*TASK TO CARRY OUT*. Filter the records for "railing" and keep each line that has it.

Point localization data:
- - - -

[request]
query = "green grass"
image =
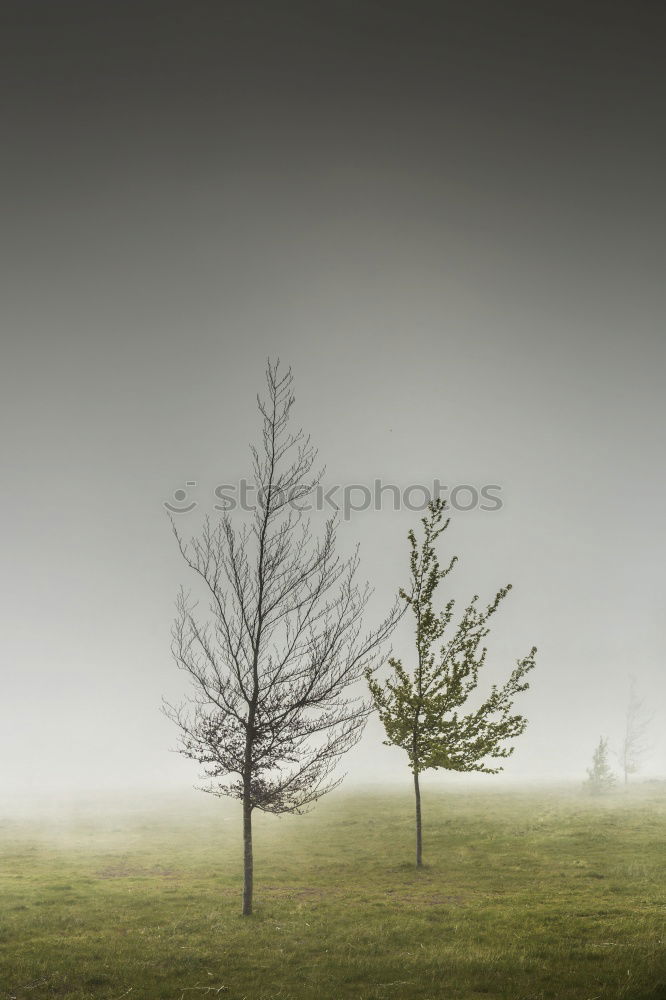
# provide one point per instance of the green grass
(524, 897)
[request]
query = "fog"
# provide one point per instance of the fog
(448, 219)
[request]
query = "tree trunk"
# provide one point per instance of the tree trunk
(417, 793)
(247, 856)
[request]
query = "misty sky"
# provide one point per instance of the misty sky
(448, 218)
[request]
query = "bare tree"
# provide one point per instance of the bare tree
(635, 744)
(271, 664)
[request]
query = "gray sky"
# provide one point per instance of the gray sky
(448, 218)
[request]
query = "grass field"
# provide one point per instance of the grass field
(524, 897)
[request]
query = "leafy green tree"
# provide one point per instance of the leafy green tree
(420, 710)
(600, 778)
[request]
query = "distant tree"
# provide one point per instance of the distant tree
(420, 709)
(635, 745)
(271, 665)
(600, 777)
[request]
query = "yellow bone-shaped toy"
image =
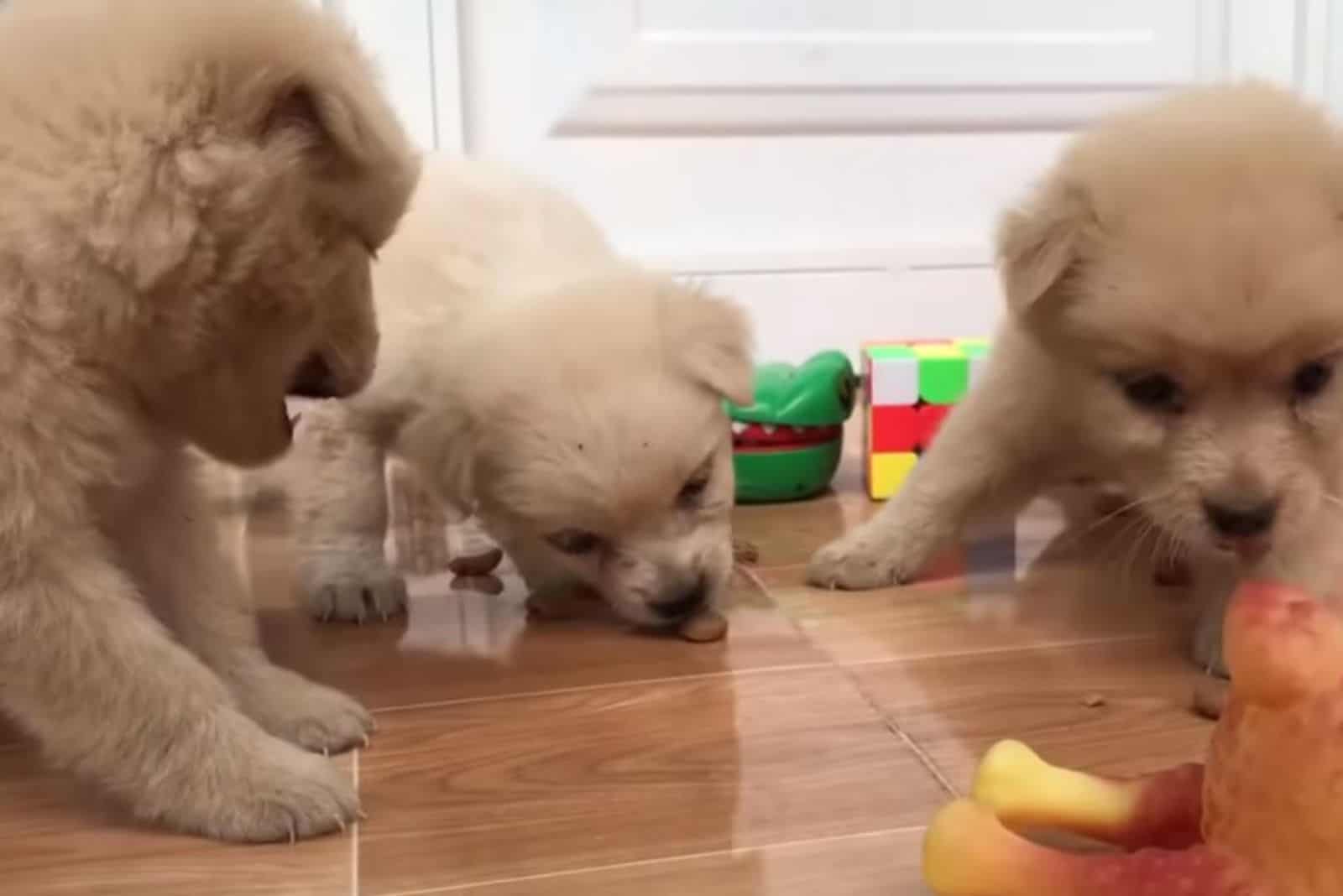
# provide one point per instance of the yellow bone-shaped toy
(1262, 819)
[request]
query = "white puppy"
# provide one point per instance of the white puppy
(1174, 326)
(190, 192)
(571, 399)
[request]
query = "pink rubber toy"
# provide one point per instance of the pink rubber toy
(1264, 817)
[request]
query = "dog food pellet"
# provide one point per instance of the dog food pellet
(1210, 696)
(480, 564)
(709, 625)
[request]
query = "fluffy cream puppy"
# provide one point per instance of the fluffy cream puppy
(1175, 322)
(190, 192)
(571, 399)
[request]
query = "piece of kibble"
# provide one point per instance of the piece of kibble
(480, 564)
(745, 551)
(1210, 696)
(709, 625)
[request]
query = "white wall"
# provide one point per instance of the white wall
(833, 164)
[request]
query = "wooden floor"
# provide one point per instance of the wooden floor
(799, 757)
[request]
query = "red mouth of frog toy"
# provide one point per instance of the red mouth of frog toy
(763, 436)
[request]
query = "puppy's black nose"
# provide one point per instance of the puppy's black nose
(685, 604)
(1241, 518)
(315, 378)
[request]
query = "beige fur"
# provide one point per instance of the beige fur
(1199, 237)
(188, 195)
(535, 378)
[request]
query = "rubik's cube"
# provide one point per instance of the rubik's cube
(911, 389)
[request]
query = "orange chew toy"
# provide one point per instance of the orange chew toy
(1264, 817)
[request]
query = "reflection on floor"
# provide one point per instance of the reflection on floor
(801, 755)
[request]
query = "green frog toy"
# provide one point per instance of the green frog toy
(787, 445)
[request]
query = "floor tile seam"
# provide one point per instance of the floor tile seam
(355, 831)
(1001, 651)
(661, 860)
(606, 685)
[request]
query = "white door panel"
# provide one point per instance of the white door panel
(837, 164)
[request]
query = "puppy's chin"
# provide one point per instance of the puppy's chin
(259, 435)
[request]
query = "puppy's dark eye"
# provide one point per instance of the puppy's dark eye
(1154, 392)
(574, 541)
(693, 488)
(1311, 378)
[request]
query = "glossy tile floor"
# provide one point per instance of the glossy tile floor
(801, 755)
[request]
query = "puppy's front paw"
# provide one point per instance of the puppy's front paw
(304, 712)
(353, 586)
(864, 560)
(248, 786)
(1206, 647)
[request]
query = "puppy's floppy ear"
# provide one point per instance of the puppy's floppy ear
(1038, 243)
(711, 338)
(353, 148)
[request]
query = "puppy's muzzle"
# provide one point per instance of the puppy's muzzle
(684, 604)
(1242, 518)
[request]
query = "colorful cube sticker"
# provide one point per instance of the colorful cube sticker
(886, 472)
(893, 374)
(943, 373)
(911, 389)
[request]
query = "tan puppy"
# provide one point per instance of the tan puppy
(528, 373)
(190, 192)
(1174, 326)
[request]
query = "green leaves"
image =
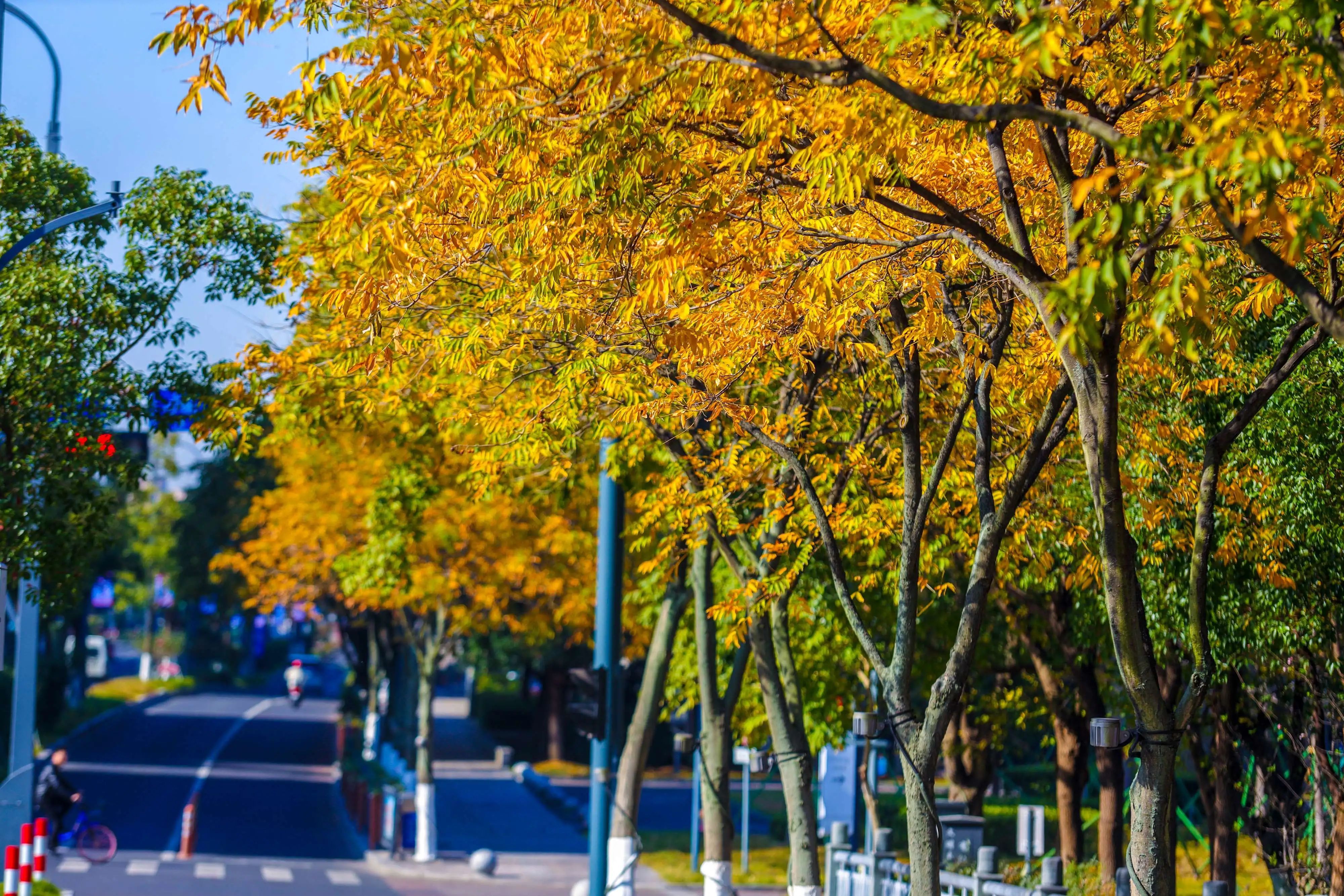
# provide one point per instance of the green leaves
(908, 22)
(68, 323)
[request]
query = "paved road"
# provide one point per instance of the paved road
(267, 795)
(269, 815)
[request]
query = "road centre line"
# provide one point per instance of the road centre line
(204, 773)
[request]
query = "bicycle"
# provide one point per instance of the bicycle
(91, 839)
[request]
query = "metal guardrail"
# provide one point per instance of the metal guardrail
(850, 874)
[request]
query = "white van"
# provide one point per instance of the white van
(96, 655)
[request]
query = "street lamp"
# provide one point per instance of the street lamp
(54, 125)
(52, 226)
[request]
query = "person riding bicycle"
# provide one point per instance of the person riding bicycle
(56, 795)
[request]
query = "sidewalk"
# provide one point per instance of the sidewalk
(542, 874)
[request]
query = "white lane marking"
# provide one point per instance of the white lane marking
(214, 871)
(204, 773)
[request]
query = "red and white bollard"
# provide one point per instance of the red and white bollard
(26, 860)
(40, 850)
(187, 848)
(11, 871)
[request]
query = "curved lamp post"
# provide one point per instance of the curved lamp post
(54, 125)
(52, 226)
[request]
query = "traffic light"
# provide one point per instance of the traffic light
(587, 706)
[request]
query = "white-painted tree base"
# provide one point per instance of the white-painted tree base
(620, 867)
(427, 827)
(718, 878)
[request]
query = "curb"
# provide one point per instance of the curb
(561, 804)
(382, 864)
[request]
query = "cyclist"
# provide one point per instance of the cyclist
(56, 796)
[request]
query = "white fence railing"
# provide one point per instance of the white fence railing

- - - -

*RESPONSE TO THE EXERCISE*.
query = "white fence railing"
# provide one point per instance of the white fence railing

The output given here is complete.